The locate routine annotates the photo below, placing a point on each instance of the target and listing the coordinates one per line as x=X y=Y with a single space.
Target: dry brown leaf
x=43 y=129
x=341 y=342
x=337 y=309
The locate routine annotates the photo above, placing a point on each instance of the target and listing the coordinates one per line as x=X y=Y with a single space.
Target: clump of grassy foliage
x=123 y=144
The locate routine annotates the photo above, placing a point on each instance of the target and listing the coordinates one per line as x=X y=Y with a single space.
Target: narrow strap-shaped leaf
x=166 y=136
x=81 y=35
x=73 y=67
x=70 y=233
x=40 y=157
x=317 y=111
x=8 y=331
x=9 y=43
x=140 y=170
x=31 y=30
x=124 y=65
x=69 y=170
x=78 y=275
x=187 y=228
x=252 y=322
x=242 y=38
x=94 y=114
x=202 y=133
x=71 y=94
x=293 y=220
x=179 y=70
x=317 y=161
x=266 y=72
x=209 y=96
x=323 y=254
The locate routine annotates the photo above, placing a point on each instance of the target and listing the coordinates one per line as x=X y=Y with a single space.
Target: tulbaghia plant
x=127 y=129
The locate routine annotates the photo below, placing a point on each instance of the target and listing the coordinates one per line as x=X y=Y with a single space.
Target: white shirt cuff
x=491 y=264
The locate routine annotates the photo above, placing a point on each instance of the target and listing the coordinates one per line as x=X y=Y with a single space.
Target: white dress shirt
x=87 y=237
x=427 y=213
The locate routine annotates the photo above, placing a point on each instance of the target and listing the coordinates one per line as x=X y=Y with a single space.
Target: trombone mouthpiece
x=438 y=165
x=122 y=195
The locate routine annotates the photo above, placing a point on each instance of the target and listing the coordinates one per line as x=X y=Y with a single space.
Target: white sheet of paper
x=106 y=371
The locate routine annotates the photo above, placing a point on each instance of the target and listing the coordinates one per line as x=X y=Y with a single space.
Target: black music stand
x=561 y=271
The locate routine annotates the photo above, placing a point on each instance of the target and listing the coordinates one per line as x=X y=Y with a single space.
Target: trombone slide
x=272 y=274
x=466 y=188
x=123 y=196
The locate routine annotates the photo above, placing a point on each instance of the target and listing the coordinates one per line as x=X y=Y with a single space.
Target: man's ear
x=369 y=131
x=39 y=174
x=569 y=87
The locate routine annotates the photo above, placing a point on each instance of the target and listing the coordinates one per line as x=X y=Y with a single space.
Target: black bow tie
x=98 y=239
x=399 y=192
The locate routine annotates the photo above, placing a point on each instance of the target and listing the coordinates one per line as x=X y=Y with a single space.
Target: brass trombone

### What to produce
Retype the material in full. Each word must match.

### Full answer
The locate routine annotates the photo below, placing a point on each instance of the target and listing the coordinates one per line as x=X y=Y with a single space.
Target: dry brown leaf
x=43 y=129
x=341 y=342
x=337 y=309
The locate routine annotates the photo above, placing a point on each instance of the target and listing the coordinates one per line as x=X y=Y with a single space.
Target: clump of grassy foliage
x=123 y=144
The locate routine annotates the photo above, placing a point on each instance of the target and listing the coordinates one per line as x=X y=Y with a single space.
Target: narrow strap-shaped leaf
x=166 y=136
x=81 y=35
x=73 y=67
x=70 y=233
x=40 y=157
x=317 y=111
x=8 y=331
x=9 y=43
x=140 y=170
x=31 y=30
x=124 y=65
x=69 y=170
x=78 y=275
x=187 y=228
x=252 y=322
x=242 y=38
x=94 y=114
x=202 y=133
x=71 y=94
x=293 y=220
x=179 y=70
x=317 y=161
x=266 y=72
x=209 y=96
x=323 y=254
The locate routine annotates the photo above, placing a point on each instance of the target and listing the coordinates one per line as x=X y=Y with a single space.
Target: tulbaghia plant
x=127 y=129
The locate routine annotates the photo below, placing a point on each instance of the target and listing the coordinates one per line as x=X y=Y with a single space.
Target: white shirt cuff
x=491 y=264
The locate routine annotates the photo above, placing a point on each instance of the target and listing the coordinates one per line as x=X y=Y with a single space.
Target: white dress shirt
x=87 y=237
x=427 y=213
The locate routine annotates the photo above, placing a point on each instance of the target and listing the coordinates one per line as x=X y=Y with a single space.
Target: trombone mouthpiece
x=438 y=165
x=122 y=195
The locate routine annotates the photo above, placing a point on each instance of the target and listing the coordinates one per line as x=X y=Y with a single space.
Target: white sheet of paper
x=106 y=371
The locate routine annotates the photo above, placing a point on each instance of the target and listing the coordinates one per line as x=X y=Y with a single space.
Target: black music stand
x=561 y=271
The locate routine annotates the photo above, placing a point on each instance of the target and listing the coordinates one per line as x=X y=Y with a single space.
Target: trombone slide
x=272 y=274
x=466 y=188
x=123 y=196
The locate routine annotates the photo above, placing a point on each instance of the target and listing the coordinates one per line as x=X y=Y with a single space.
Target: man's ear
x=369 y=131
x=39 y=174
x=569 y=87
The locate routine annotates the photo above, placing a point on each instance of the target and listing the coordinates one per line as x=X y=Y with a single space.
Target: black bow tie
x=98 y=239
x=399 y=192
The locate routine annotates the photo above, placing a point on each instance of the target and listing the coordinates one per line as x=X y=Y with a single space.
Target: brass trombone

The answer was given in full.